> Supplied data:
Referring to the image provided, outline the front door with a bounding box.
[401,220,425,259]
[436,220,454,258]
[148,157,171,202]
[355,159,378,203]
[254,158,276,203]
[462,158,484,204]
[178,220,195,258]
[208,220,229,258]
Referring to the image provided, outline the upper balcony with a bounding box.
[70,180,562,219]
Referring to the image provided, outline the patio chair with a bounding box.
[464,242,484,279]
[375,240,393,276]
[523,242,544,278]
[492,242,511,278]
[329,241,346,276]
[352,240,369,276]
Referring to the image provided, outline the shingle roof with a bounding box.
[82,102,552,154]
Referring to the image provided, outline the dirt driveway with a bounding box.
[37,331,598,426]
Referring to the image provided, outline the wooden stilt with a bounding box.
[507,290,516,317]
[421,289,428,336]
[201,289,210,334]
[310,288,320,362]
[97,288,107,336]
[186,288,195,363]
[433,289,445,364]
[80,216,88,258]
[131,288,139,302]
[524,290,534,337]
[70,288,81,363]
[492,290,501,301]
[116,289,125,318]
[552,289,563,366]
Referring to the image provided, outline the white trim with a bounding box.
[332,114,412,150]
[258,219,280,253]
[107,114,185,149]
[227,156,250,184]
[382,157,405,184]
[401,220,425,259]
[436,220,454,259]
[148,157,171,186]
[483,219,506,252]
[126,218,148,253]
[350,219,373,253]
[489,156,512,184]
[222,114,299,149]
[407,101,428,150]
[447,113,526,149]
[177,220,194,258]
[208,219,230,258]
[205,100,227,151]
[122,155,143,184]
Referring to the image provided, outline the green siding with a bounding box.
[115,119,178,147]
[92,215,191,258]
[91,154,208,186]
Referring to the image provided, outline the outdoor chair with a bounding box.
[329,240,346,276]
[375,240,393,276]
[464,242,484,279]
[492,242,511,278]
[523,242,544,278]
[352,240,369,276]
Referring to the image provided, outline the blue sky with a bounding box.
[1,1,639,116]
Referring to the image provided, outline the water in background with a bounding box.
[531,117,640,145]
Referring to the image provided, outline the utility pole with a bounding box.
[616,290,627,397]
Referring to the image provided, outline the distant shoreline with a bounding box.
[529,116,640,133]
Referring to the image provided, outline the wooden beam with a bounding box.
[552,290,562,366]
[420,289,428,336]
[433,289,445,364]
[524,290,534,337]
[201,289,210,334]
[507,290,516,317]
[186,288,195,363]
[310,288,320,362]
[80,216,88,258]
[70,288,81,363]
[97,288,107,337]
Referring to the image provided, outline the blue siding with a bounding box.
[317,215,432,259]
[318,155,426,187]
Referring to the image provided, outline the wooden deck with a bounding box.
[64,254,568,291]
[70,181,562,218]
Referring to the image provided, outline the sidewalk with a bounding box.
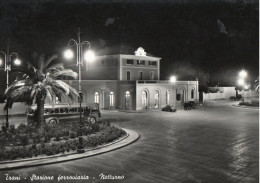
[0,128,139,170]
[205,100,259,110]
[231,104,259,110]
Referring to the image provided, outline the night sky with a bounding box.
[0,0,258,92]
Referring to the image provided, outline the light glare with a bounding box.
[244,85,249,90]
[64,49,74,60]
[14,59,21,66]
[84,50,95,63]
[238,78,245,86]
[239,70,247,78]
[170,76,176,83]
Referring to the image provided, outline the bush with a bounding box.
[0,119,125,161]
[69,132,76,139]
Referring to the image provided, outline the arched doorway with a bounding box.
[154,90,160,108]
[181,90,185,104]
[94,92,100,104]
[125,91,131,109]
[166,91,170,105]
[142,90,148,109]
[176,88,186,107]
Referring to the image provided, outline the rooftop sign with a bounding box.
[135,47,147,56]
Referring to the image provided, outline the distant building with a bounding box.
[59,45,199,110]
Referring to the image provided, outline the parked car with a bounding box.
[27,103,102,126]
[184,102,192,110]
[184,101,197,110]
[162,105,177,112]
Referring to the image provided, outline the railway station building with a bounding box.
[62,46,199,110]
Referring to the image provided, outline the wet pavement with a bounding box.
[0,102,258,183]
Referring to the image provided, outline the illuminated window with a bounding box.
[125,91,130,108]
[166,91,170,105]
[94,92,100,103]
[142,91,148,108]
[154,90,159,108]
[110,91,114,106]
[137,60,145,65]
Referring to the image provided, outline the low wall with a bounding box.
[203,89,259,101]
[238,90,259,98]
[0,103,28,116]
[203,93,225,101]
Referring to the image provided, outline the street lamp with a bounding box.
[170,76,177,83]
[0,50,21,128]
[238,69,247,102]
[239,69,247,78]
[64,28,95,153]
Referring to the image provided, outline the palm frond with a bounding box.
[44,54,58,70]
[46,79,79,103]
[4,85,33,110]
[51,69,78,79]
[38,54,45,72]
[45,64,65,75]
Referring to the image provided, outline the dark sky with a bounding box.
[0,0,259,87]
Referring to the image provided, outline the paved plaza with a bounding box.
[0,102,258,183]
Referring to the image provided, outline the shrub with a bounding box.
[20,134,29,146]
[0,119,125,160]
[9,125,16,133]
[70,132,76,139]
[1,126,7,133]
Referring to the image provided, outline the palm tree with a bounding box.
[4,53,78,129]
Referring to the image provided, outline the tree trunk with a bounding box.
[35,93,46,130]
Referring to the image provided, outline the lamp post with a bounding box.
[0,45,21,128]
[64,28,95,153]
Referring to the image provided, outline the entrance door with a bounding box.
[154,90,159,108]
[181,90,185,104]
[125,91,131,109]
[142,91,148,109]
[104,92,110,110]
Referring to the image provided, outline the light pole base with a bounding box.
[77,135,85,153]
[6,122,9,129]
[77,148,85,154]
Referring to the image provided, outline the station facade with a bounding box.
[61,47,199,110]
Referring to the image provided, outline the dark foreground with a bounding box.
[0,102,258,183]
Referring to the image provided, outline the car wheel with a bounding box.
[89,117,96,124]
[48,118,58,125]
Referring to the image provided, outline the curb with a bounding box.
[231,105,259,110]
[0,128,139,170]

> Task description: Above is a listing with pictures. Write it out exactly without them.

> Task solution:
Referring to the image provided, outline the front door with a bounding box.
[401,220,425,259]
[436,220,454,258]
[148,157,171,202]
[355,159,378,203]
[254,158,276,203]
[462,158,484,204]
[178,220,195,258]
[208,220,229,258]
Referring to the image provided, outline the upper balcony with a bounding box.
[70,180,562,219]
Referring to the image provided, outline the patio chair with a bounding box.
[464,242,484,279]
[375,240,393,276]
[523,242,544,278]
[492,242,511,278]
[329,241,346,276]
[352,240,369,276]
Referring to the image provided, outline the shingle roof with a bounding box.
[82,102,552,154]
Referring to the image provided, outline the dirt driveway with a bounding box.
[37,331,598,426]
Referring to the image provided, outline the wooden stilt with a bounding box.
[507,290,516,317]
[421,289,428,336]
[201,289,210,334]
[310,288,320,362]
[97,288,107,336]
[186,288,195,363]
[433,289,445,364]
[80,216,88,258]
[131,288,139,302]
[524,290,534,337]
[70,288,81,363]
[492,290,501,301]
[116,289,125,318]
[552,289,563,366]
Referring to the image provided, outline the white trim with a bounding box.
[332,114,412,150]
[258,219,280,253]
[107,114,185,149]
[227,156,250,184]
[382,157,405,184]
[401,220,425,259]
[436,220,454,259]
[148,157,171,186]
[483,219,506,252]
[126,218,148,253]
[350,219,373,253]
[489,156,512,184]
[222,114,299,149]
[407,101,428,150]
[447,113,526,149]
[177,220,194,258]
[208,219,230,258]
[205,100,227,151]
[122,155,143,184]
Referring to the image provided, outline the green siding with a bounding box.
[115,119,178,147]
[92,215,191,258]
[91,154,208,186]
Referring to the image provided, outline the outdoor chair with a bounding box.
[329,240,346,276]
[375,240,393,276]
[464,242,484,279]
[492,242,511,278]
[523,242,544,278]
[352,240,369,276]
Referring to the image provided, outline the blue sky with a bounding box.
[1,1,639,116]
Referring to the image provided, outline the water in background with a bounding box.
[531,117,640,145]
Referring to the image provided, outline the utility pole with a bounding box.
[616,290,627,397]
Referring to the image provided, outline the distant shoreline with a bounding box.
[529,116,640,133]
Referring to the image provided, outline the wooden beam with a bounding box.
[552,290,562,366]
[420,289,428,336]
[433,289,445,364]
[524,290,534,337]
[201,289,210,334]
[507,290,516,317]
[186,288,195,363]
[310,288,320,362]
[80,216,88,258]
[70,288,81,363]
[97,288,107,337]
Referring to the image provided, outline the blue siding with a bounding box.
[317,215,432,259]
[318,155,426,187]
Referring to the image provided, outline the wooden deck with a bounding box.
[64,254,568,291]
[70,181,562,218]
Referring to the image provided, outline the sidewalk with a bounding box.
[0,128,139,170]
[205,100,259,110]
[231,104,259,110]
Referring to the image provided, outline the night sky with a bounding box.
[0,0,258,92]
Referring to the image provided, outline the light glare with a bounding box.
[244,85,249,90]
[64,49,74,60]
[14,59,21,66]
[84,50,95,63]
[238,78,245,86]
[239,70,247,78]
[170,76,176,83]
Referring to the image provided, outline the bush with a bounding box.
[0,119,125,161]
[69,132,76,139]
Referring to the image provided, outline the arched doorway with a bounding box.
[154,90,160,108]
[181,90,185,104]
[94,92,100,104]
[125,91,131,109]
[166,91,170,105]
[142,90,148,109]
[176,88,186,107]
Referring to the image provided, outline the rooftop sign with a bounding box.
[135,47,147,56]
Referring to the image provided, outline the distant building with a bounding box.
[59,45,199,110]
Referring to the image provided, outline the parked car with a bounding box.
[27,103,102,126]
[184,102,192,110]
[184,101,197,110]
[162,105,177,112]
Referring to the image provided, outline the railway station building with a bounding box.
[62,46,199,110]
Referring to the image provided, outline the wet pavement with a bounding box.
[0,102,258,183]
Referring to the image provided, outline the illuminated window with a bounding box.
[125,91,130,108]
[166,91,170,105]
[94,92,100,103]
[142,91,148,108]
[154,90,159,108]
[110,91,114,106]
[137,60,145,65]
Referring to the image provided, outline the low wall with a bounding box.
[203,89,259,101]
[238,90,259,98]
[0,103,28,116]
[203,93,225,101]
Referring to the image provided, outline the street lamp with a bounding box.
[170,76,177,83]
[0,50,21,128]
[238,69,247,102]
[239,69,247,78]
[64,28,95,153]
Referring to the image provided, outline the palm frond with a bounding box.
[44,54,58,70]
[46,79,79,103]
[4,85,33,110]
[51,69,78,79]
[38,54,45,72]
[45,64,65,75]
Referring to the image provided, outline the dark sky with a bounding box.
[0,0,259,87]
Referring to the image provided, outline the paved plaza with a bounding box.
[0,102,258,183]
Referring to the image provided, outline the shrub with a bounding box.
[20,134,29,146]
[0,119,125,160]
[9,125,16,133]
[70,132,76,139]
[1,126,7,133]
Referring to the image provided, outline the palm tree with a bounding box.
[4,53,78,129]
Referring to the image provided, outline the tree trunk with a bounding box.
[35,93,46,130]
Referring to the image provided, outline the lamp post with a bounding box.
[0,45,21,128]
[64,28,95,153]
Referring to the image provided, outline the entrance door with a bounding box.
[154,90,159,108]
[181,90,185,104]
[125,91,131,109]
[142,91,148,109]
[104,92,110,110]
Referring to the image provided, outline the light pole base with a bounding box.
[77,135,85,153]
[6,122,9,129]
[77,148,85,154]
Referring to the image provided, outline the station facade with a bounding box.
[61,47,199,110]
Referring to the image provided, outline the dark foreground with a bounding box.
[0,102,258,183]
Referring to the image provided, outline the car wheel with a bounding box.
[89,117,96,124]
[48,118,58,125]
Referring to the image provided, outline the curb with a bounding box.
[231,105,259,110]
[0,128,139,170]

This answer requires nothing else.